Work item
Could you reproduce every record below exactly, excluding all pictures?

Natural-language object grounding data
◆ ◆ ◆ ◆ ◆
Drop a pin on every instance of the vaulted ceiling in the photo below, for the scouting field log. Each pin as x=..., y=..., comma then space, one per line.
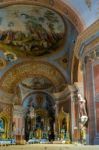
x=37, y=38
x=87, y=10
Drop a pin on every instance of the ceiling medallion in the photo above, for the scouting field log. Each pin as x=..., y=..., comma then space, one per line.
x=10, y=57
x=2, y=63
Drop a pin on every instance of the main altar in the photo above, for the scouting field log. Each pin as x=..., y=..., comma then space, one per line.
x=40, y=126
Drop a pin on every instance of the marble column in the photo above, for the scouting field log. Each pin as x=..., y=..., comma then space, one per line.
x=19, y=122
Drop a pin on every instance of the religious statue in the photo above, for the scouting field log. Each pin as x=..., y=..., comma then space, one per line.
x=82, y=106
x=83, y=118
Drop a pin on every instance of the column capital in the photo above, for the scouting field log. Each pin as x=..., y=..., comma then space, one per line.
x=19, y=111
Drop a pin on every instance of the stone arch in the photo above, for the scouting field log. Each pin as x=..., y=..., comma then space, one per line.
x=60, y=6
x=29, y=69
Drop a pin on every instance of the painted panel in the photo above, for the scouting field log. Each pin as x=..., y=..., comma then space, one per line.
x=30, y=29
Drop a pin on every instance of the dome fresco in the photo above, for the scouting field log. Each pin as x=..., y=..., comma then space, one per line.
x=31, y=30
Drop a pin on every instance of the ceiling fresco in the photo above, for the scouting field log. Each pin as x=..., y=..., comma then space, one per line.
x=87, y=10
x=31, y=30
x=37, y=83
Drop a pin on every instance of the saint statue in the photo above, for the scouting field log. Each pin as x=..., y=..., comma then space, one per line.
x=82, y=106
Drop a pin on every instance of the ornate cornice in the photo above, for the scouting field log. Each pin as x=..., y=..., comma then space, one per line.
x=87, y=39
x=57, y=5
x=29, y=69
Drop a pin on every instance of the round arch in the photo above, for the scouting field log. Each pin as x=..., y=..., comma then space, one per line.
x=60, y=6
x=29, y=69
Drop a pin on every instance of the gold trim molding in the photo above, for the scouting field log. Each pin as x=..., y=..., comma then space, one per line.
x=2, y=63
x=29, y=69
x=57, y=5
x=86, y=35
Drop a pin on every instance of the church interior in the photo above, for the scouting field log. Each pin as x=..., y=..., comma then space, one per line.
x=49, y=71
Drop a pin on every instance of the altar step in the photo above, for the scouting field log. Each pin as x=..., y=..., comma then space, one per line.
x=49, y=147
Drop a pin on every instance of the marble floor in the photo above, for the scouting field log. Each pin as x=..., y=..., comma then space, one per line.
x=49, y=147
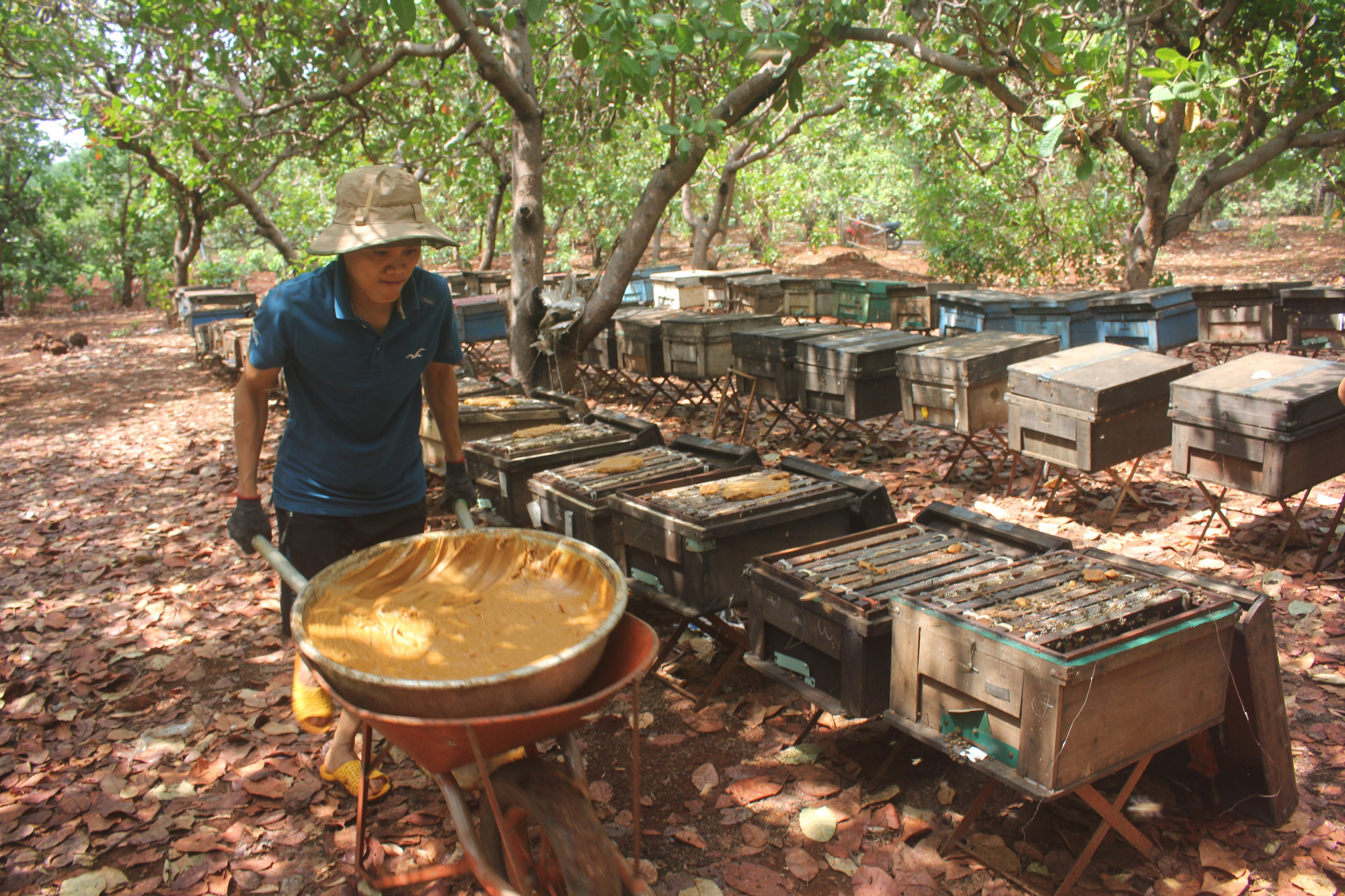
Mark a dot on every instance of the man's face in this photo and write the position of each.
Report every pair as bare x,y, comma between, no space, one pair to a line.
380,272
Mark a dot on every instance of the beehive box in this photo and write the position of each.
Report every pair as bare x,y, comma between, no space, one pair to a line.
680,290
1268,424
699,346
770,356
1241,314
965,311
758,295
1157,319
960,384
640,341
689,544
572,499
1315,317
1093,407
479,319
641,290
1059,314
853,374
1059,669
502,466
821,611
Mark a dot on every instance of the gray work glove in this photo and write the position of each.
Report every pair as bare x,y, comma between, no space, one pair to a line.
458,485
249,520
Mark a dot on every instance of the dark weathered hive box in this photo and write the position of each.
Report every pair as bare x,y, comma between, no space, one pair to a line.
640,341
701,346
1093,407
692,546
1157,319
1315,317
1059,314
1241,314
1268,424
574,499
821,611
771,356
501,466
965,311
853,374
1061,680
479,319
958,384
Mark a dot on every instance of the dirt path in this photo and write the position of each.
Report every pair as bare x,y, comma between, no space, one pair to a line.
146,731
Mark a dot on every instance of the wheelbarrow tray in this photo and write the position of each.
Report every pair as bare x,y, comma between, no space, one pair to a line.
443,744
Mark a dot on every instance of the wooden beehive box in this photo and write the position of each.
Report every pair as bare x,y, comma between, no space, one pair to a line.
1093,407
685,541
771,356
1059,680
1315,317
1241,314
1059,314
502,466
965,311
1157,319
758,294
958,384
821,611
853,374
479,319
699,346
640,341
1268,424
572,499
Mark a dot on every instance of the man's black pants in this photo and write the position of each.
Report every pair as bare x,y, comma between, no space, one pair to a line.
315,542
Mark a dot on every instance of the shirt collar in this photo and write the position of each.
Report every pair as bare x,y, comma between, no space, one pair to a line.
411,299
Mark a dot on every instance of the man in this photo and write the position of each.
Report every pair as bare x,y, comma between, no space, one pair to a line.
357,341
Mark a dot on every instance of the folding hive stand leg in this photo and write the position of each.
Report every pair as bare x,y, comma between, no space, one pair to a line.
1112,818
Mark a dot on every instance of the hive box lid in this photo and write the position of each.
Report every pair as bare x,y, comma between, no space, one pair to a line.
779,342
1073,302
1281,393
1098,377
1156,298
700,327
981,298
976,358
859,353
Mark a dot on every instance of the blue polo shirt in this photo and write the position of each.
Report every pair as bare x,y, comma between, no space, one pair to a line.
352,443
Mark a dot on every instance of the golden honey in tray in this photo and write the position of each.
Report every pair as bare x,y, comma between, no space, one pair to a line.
454,608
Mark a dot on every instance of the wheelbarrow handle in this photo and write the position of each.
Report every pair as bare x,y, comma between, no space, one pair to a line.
280,563
295,579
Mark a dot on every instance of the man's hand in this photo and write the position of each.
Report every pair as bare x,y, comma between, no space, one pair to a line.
458,485
249,520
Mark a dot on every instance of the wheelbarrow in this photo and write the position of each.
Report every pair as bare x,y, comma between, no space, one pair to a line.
541,834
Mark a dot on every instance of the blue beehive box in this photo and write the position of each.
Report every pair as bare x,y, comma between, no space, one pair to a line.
1061,314
479,319
1157,319
962,311
641,290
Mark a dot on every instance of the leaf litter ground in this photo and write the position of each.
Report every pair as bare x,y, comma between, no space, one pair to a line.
147,744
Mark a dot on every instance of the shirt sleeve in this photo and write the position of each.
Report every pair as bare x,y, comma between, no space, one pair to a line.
268,350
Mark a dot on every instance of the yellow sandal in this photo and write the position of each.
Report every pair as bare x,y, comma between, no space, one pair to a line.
349,778
314,709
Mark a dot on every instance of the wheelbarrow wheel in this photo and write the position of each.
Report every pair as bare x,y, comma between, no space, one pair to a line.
552,829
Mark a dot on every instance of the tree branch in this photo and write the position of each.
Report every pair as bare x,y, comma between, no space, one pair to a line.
514,93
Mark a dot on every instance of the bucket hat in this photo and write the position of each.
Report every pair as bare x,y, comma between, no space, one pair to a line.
375,206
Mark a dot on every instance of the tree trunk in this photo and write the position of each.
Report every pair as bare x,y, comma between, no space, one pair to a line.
529,241
493,221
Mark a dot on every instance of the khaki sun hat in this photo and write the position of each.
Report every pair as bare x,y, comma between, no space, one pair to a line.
375,206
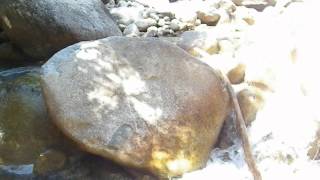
◆ ◆ ◆ ◆ ◆
Result of this task
Drop a pin on every instance of the vaulted ceiling in the photo below, for the scouting field log. Each pin as x=..., y=..., comma then space, one per line.
x=37, y=38
x=87, y=10
Drop a pin on every instance of the ceiling medallion in the photo above, for the scouting field log. Each pin as x=..., y=..., comma then space, one per line.
x=10, y=57
x=2, y=63
Drop a pin on every instance of the main altar in the photo above, for the scouting field log. Each pin as x=..., y=..., comma then space, one per line.
x=40, y=126
Drop a pin on every instance of the marble column in the photo above, for the scouting field log. Each pin as x=..., y=..., comma then space, one per line.
x=19, y=122
Drop a pin on every instance of the religious statue in the photo above, for the scouting field log. Each pin as x=..., y=..., comma then space, one per line.
x=82, y=106
x=83, y=118
Drop a pin on every instance of the column capital in the photo above, for the scouting field log. Each pin as x=..., y=..., comma then space, one per line.
x=19, y=111
Drop a pin on every instance of the stone arch in the photo above, for the scouting field log. Each pin as x=..., y=..., comma then space, one per line.
x=60, y=6
x=29, y=69
Drop a pin on every instance of the painted panel in the photo above, for the scouting field log. Each pin as x=..., y=..., comma then space, one per line.
x=30, y=29
Drop a pin on every instance of the dome fresco in the photo above, for the scouting field log. Each pin as x=..., y=..., comma then space, one per line.
x=31, y=30
Drop a pin on every instance of the ceiling fresco in the photo above, for the scouting field log. Each pin as x=..., y=..., comma then space, one per line.
x=87, y=10
x=31, y=30
x=37, y=83
Drop a pin on every instance of the saint statue in the photo above, for the scouting field log. Each pin as x=..., y=..., comma then space, one per line.
x=82, y=106
Drop a pin on every instance of the ornate cornice in the photo above, for the scouting field log. Each pin as x=..., y=..., comma then space, one per line.
x=87, y=39
x=57, y=5
x=29, y=69
Drop a pin on every instance of the round arch in the photo above, for the scouting field log. Each pin as x=..., y=..., comma then space, one per line.
x=60, y=6
x=29, y=69
Drop a pin on every instance of the gold trim molding in the photo above, for the scouting field log. Each pin as x=..., y=..., comma then space, one per line.
x=2, y=63
x=29, y=69
x=57, y=5
x=86, y=35
Drop a pin on every instance of the church interior in the photo above, for the scouting field log. Each pin as x=..., y=..., comma then space, one per line.
x=49, y=71
Drop a pin on every instance of the altar step in the photo above, for the scouting field log. Each pin as x=..., y=..., comma then space, one per line.
x=49, y=147
Drop a pin on every instance of the marble floor in the photo above, for the scouting field log. Each pin as x=..., y=..., comma then space, one per line.
x=49, y=147
Mark a dot on every instance of the man's face in this photo and write the position of each.
Report every pair as bare x,y, comma between, no space, one pair to a line.
380,272
Mark a dot on every instance of the beehive box in this photo and write the position of each.
Report every pair as bare x,y, comma between, no space, one pair to a line.
680,290
1268,424
699,346
770,356
1241,314
965,311
758,295
1157,319
960,384
640,341
689,544
572,499
1315,317
1093,407
479,319
641,290
1059,314
853,374
1059,669
502,466
821,611
Mark a dot on every instance of the gray work glove in this photo and write the position of each.
Report every pair as bare x,y, comma between, no space, one pair to a line.
458,485
249,520
Mark a dot on every instance of the dark weathered hive box in this photo and write the position of each.
Report every pair as bare x,y, comma between, no space, one pair to a line.
640,341
701,346
1093,407
692,546
1157,319
1315,317
1059,314
1241,314
1268,424
574,499
821,611
771,356
501,466
965,311
853,374
1061,680
479,319
958,384
Mark a dot on every instance of the dirt path in this photo and write the position of each.
Report every pair as bare x,y, comma between, no space, one pair to a line.
146,731
Mark a dot on every instance of the wheelbarrow tray in this photo and write the position of each.
Report every pair as bare x,y, comma between, no space, one pair to a line.
443,744
Mark a dot on every instance of the wooden beehive box in this photo and write the position of each.
Report every pair as bare x,y, comma between, no space, one pair to a line.
1093,407
685,541
771,356
1059,680
1315,317
1241,314
1059,314
502,466
965,311
1157,319
758,294
958,384
821,611
853,374
479,319
699,346
640,341
1268,424
572,499
Mark a dot on every instance of the man's black pants in this photo and write the position of each.
Report every pair as bare x,y, comma between, no space, one pair to a line.
315,542
Mark a dot on every instance of the shirt collar in this photo and write the position of each.
Report every pair as bare x,y, comma between, no space, one pair to a line.
411,299
Mark a dot on every instance of the man in this photo and write the position of each.
Report every pair as bare x,y, comma between, no space, one pair to a line.
357,341
Mark a dot on every instance of the folding hive stand leg in this photo and write the position of each.
Report every pair as bare x,y, comma between, no space, one pair to a line.
1112,818
Mark a dot on every instance of the hive box lid in this photo and write the position of each.
Report every pair as bare x,y, comma between, no space, one pair to a line.
779,342
1073,302
1281,393
1098,377
1156,298
700,327
981,298
976,358
859,353
Mark a dot on every instance of the blue polo shirt in this photo and write the position of each.
Report every pair as bare x,y, comma between, no space, one pair to a line.
352,443
Mark a dot on every instance of the golden honey in tray in this photo and write the position of each.
Report every pair as bare x,y, comma between, no space, one pair to a line.
454,608
Mark a dot on every instance of the wheelbarrow handle in this photo and write the position of each.
Report every pair as bare x,y, comma between, no space, one pair to a line.
280,563
295,579
Mark a dot on every instance of the man's hand in this photo and write the position of each.
Report every pair as bare x,y, comma between, no space, one pair to a line.
458,485
249,520
Mark a dot on every instance of the wheelbarrow in this photo and write the position of each.
Report every pair as bare x,y, comma between, no space, one pair to a line.
541,834
Mark a dot on every instance of the blue beehive box in this photo and write the position of each.
Report every pair as bare x,y, comma between, no space, one pair to a line.
1061,314
479,319
1157,319
962,311
641,290
Mark a dot on every instance of the leaf litter ground in this photo and write the position of each.
Report every pair as bare x,y, comma between, no space, one pair to a line.
147,744
Mark a dot on every instance of the shirt sleeve in this photo and write the position of each.
Report every pair as bare x,y, comma between, no space, one pair to a line.
268,350
Mark a dot on every instance of the yellow sandal in this photo and write the position of each.
Report every pair as bare x,y, comma between, no space, one pair to a line.
349,778
314,709
Mark a dot on every instance of the wheelbarrow wheel in this photo and write the position of each.
Report every pair as bare x,y, comma between, no space, one pair to a line.
552,829
Mark a dot on every instance of the tree branch in this photo and write the position of each.
Report every pair as bare x,y, comma between, no space, one pair to a line.
514,93
Mark a dot on every instance of the bucket hat in this photo and write the position of each.
Report every pair as bare x,y, comma between, no space, one pair to a line.
375,206
Mark a dot on every instance of the tree trunk in this photo and write the position of each.
Report every pair as bare x,y, comma between, no space, one pair to a line.
529,241
493,221
Mark a dot on every instance of the khaki sun hat in this photo and write the position of each.
Report every pair as bare x,y, comma between, no space, one pair to a line.
375,206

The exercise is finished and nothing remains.